Explore the material:
1. Below, the account of recovery after childbirth appears before a listing. Say whether each statement agrees with that account, answering yes or no and quoting the deciding words: (a) The narrator planned a three-month maternity leave. (b) The uterine fibroids shrank after the pregnancy. (c) The narrator returned to the elliptical trainer before receiving the four-week clearance.
2. Carry the childbirth recovery account further, beginning after its final sentence.

Study text:
▶

Like most pregnant women, I'd had a plan. I would deliver my baby and take a three-month maternity leave. I would hire a doula, work with a trainer three times a week, and get back into shape in a reasonable time.

So much for plans. My liver and kidney functions gradually improved, my blood pressure leveled out so I was no longer in constant danger of stroke, but I learned that in addition to the preeclampsia, I had something called Sheehan's syndrome. A lack of oxygen to my brain during childbirth had caused a hormonal imbalance. My body was no longer producing enough cortisol, which plays a vital role in helping to regulate the body's response to stress. My only option was to go on steroids, possibly for the rest of my life. Although the steroids would raise my cortisol levels, this was not a fun option: I began to gain weight on the drug—soon I weighed more than I did when I was pregnant.

The hope was that eventually my brain would start making cortisol again, but it wasn't happening. In addition, I had massive uterine fibroids (some as big as 4 pounds) that didn't shrink after pregnancy the way they normally do.

Each week I had a new doctor's appointment. I had ultrasounds and MRIs of my brain and my uterus. I still felt pretty beat up, but once I got the four-week clearance on my C-section incision, I headed back to the elliptical trainer. My newborn baby, a micro-preemie, had her own set of medications and doctor's appointments. My husband, who had been working from home and the hospital's Wi-Fi area, had to go back to the office, so I got up at 4:30 every morning to get to the gym before he left. But nothing was changing. I felt bad and I looked worse.

◀

Data excerpts:

▶

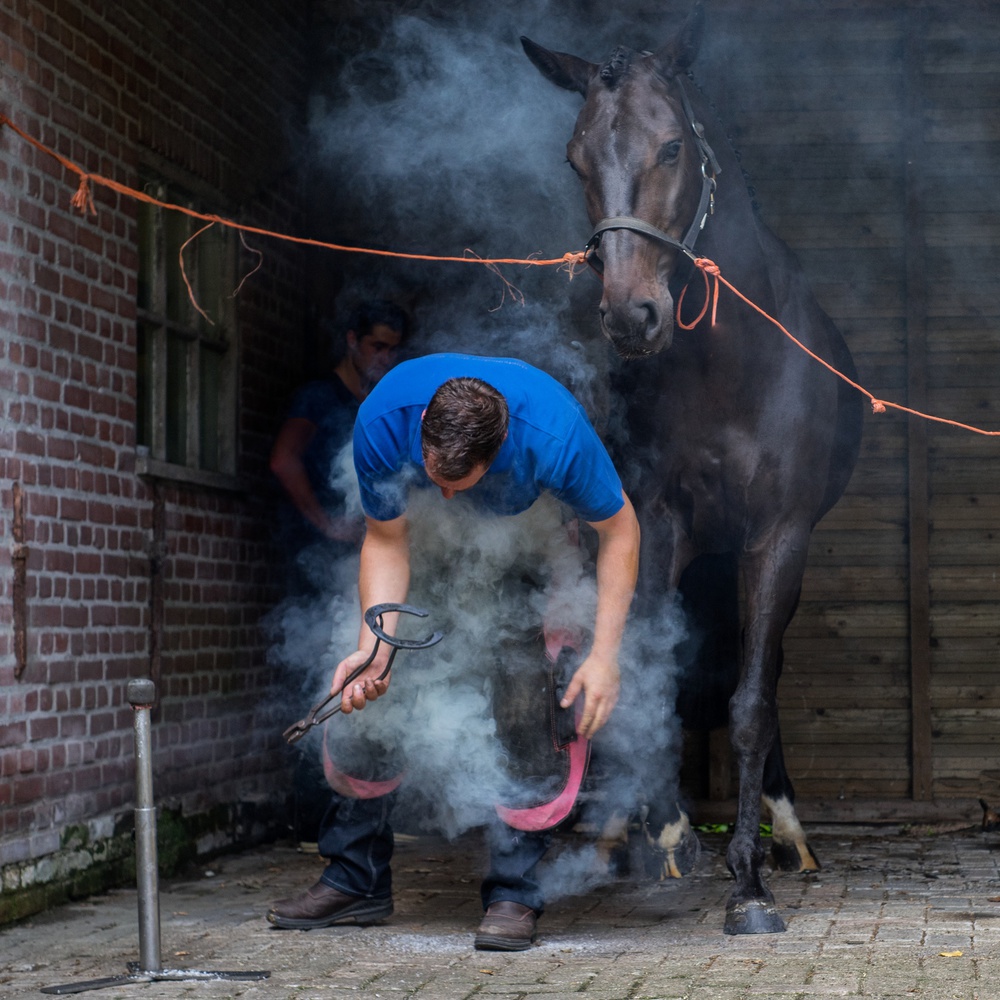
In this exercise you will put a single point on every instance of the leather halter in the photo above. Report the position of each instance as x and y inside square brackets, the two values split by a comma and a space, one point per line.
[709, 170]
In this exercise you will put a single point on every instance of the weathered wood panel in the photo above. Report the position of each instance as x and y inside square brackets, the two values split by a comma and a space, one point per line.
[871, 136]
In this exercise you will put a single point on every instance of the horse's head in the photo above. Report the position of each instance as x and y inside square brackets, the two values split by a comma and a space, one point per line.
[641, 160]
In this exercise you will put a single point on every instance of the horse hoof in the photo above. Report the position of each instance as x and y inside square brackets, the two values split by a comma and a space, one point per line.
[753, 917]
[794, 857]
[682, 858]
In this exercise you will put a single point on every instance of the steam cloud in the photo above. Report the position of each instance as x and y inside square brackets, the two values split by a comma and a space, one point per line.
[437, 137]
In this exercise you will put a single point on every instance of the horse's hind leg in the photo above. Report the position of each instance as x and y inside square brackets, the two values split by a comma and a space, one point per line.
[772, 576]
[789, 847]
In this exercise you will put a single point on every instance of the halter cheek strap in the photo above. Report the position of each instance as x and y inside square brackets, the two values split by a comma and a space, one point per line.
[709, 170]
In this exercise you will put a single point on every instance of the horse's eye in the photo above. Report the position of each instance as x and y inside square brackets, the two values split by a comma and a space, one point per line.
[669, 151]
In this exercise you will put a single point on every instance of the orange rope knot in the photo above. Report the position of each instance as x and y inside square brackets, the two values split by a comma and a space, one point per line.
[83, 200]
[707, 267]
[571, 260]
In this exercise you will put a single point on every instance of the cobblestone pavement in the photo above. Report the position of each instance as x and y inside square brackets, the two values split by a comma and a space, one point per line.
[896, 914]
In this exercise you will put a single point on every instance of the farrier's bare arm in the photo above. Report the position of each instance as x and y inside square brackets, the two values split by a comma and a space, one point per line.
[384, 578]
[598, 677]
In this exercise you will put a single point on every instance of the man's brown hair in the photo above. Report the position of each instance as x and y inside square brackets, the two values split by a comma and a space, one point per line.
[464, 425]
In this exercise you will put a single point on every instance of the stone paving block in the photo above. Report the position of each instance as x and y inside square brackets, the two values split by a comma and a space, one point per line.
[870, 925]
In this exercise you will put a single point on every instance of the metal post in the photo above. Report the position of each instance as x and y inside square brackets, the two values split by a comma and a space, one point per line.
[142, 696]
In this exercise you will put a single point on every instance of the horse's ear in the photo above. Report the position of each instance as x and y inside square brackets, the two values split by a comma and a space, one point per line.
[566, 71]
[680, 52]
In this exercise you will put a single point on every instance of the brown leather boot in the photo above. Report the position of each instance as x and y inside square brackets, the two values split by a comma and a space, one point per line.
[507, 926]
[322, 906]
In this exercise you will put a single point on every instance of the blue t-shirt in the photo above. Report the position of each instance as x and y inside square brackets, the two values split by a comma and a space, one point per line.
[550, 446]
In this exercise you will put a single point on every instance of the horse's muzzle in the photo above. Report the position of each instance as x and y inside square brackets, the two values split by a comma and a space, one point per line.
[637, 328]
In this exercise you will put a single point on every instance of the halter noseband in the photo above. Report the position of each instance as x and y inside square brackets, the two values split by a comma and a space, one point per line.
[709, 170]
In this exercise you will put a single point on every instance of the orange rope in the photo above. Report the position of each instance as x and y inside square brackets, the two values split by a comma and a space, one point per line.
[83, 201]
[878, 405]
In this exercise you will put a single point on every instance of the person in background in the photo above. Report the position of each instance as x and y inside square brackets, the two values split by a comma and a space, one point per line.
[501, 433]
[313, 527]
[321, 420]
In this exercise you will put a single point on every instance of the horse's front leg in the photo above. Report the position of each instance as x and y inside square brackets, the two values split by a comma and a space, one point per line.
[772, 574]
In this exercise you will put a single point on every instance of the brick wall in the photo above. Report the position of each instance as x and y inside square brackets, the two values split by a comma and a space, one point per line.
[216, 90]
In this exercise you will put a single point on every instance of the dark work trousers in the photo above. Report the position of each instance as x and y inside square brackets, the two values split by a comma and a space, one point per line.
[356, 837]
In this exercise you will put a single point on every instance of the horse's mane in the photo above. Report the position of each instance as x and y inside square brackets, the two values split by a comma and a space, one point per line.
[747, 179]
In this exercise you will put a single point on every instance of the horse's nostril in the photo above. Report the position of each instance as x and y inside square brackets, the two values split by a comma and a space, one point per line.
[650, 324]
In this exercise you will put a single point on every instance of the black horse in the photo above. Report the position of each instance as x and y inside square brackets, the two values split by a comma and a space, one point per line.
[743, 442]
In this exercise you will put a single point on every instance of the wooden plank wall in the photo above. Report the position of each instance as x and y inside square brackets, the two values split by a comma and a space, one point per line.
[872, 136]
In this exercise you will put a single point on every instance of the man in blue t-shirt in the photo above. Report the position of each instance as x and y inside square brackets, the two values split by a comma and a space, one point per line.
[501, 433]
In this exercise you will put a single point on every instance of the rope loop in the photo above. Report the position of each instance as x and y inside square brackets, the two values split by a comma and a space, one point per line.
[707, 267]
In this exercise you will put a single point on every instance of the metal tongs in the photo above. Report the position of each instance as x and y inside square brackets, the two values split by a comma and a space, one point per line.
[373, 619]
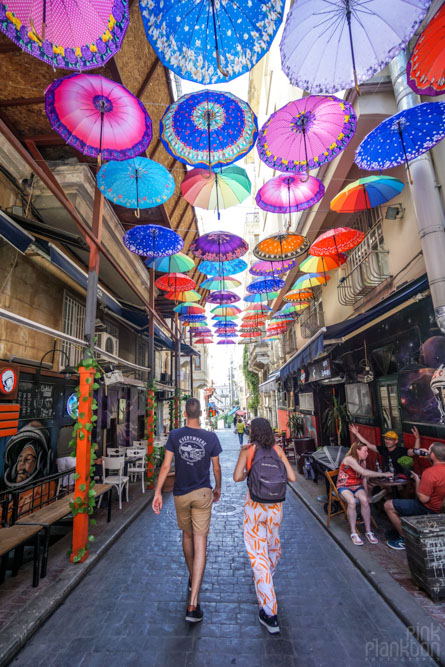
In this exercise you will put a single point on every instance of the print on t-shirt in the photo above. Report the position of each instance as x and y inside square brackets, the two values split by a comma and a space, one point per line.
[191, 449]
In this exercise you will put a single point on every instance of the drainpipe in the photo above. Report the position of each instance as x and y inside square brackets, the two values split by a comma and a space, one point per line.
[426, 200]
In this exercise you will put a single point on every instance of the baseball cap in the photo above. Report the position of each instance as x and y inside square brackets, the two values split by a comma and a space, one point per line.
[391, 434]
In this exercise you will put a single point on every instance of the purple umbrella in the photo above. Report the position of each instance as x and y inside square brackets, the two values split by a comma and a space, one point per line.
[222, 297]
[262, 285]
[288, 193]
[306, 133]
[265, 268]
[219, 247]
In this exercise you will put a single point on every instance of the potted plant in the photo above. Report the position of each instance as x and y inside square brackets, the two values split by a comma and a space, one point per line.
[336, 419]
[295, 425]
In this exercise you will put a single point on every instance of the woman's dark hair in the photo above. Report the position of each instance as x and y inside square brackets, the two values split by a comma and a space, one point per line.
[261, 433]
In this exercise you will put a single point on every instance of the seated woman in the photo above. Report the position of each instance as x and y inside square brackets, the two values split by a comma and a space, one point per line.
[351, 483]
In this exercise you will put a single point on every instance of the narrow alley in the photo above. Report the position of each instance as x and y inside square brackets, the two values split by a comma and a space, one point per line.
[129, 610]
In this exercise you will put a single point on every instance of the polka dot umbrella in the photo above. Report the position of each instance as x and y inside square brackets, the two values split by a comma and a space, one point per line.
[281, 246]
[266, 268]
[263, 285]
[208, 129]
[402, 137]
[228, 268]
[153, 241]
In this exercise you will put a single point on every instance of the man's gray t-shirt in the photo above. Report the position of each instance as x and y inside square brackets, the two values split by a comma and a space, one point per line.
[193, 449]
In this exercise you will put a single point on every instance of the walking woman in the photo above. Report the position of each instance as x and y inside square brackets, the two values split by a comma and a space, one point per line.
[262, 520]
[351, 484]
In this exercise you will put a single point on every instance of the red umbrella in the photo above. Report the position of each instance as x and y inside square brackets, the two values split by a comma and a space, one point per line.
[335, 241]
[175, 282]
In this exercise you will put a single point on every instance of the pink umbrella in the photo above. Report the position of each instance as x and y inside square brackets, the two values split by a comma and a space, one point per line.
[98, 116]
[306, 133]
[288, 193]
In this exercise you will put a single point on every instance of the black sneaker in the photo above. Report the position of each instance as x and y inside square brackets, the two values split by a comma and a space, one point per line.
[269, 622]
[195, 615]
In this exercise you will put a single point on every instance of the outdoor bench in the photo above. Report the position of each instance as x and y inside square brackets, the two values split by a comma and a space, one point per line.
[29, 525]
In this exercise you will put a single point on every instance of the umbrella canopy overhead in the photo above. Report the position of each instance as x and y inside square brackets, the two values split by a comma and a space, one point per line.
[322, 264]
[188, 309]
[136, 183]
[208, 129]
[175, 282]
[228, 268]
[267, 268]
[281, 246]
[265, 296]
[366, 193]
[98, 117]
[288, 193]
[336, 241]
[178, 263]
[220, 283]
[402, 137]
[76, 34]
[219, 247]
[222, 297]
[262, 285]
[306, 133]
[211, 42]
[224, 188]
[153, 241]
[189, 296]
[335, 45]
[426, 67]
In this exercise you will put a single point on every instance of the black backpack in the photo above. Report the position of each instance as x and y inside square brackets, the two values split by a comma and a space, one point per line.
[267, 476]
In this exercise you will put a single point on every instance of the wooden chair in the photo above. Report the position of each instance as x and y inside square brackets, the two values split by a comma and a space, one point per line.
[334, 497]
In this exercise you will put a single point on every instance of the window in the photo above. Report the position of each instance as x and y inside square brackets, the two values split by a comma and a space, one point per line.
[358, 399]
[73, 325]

◀
▶

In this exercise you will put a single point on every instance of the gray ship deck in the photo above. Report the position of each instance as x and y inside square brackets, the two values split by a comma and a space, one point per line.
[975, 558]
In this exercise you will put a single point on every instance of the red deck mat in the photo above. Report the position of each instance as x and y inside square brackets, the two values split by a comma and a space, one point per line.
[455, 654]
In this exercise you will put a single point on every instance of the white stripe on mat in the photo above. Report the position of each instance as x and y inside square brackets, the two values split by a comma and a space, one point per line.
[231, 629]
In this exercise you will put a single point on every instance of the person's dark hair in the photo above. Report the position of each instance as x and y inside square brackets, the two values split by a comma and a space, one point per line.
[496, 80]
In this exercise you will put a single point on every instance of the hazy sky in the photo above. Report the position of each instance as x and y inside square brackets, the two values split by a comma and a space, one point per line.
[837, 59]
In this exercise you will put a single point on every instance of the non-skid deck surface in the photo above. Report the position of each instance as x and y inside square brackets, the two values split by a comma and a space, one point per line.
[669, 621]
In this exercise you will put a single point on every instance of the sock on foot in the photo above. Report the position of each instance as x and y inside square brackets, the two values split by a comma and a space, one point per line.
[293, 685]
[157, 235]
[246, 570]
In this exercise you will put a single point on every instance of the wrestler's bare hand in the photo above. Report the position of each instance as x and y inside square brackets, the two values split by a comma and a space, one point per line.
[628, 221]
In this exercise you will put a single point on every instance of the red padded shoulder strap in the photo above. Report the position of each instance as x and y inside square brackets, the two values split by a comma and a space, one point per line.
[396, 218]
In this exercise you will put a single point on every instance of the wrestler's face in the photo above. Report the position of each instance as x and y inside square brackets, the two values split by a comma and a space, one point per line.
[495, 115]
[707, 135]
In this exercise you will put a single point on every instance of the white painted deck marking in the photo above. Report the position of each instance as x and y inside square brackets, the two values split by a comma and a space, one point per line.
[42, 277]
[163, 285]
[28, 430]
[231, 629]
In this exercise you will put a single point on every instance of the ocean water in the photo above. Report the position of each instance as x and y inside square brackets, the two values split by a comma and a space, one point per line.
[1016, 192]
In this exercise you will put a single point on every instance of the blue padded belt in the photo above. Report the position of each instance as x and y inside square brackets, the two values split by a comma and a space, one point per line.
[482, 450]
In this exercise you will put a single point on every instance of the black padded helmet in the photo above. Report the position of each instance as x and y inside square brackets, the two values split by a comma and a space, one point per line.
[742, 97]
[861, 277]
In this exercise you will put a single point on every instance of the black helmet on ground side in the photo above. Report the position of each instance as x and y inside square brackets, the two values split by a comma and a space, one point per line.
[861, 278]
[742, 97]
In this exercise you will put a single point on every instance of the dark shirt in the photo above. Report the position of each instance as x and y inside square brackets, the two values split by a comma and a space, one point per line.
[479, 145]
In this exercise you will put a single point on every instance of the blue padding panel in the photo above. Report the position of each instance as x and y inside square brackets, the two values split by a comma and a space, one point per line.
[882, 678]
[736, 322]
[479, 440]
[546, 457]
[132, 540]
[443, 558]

◀

Answers by item number:
1.
(a) Yes: "take a three-month maternity leave"
(b) No: "didn't shrink after pregnancy the way they normally do"
(c) No: "once I got the four-week clearance on my C-section incision, I headed back to the elliptical trainer"

2.
Then, to paraphrase Fannie Lou Hamer, I got sick and tired of being sick and tired. Two years before, I had interviewed Charles Brown, a psychologist who directs FPS Performance, a coaching practice in Charlotte, North Carolina, for a story about athletes and peak performance. The previous month, he had sent me a newsletter announcing his return from working with the U.S. national white-water team. It occurred to me that what I wanted—what I needed—was someone who could coach me back from illness the way an elite athlete is brought back to the playing field after a serious injury. I wanted strategies for kicking my illness' ass.

I e-mailed Dr. Charlie with trepidation. "It would be too expensive" was my first thought. I also worried that he wouldn't have time for someone like me. He has worked with Olympic athletes in swimming and track and field. He trains world champion triathletes for the Ironman in Kona, Hawaii. To my surprise, he responded right away and we set up a super-reasonable coaching plan: $250 a month.

First, he asked me to sign a coaching agreement. One clause explained that on the rare occasion that one athlete he coaches competes against another, his goal is to maximize each athlete's potential, respect confidentiality, and not provide advantages. This is good, I thought. Should I come up against another preeclamptic new mom with Sheehan's syndrome at, say, a Neiman's sale, Dr. Charlie wouldn't be on the sidelines giving her tips on how to get a cashmere sweater away from me.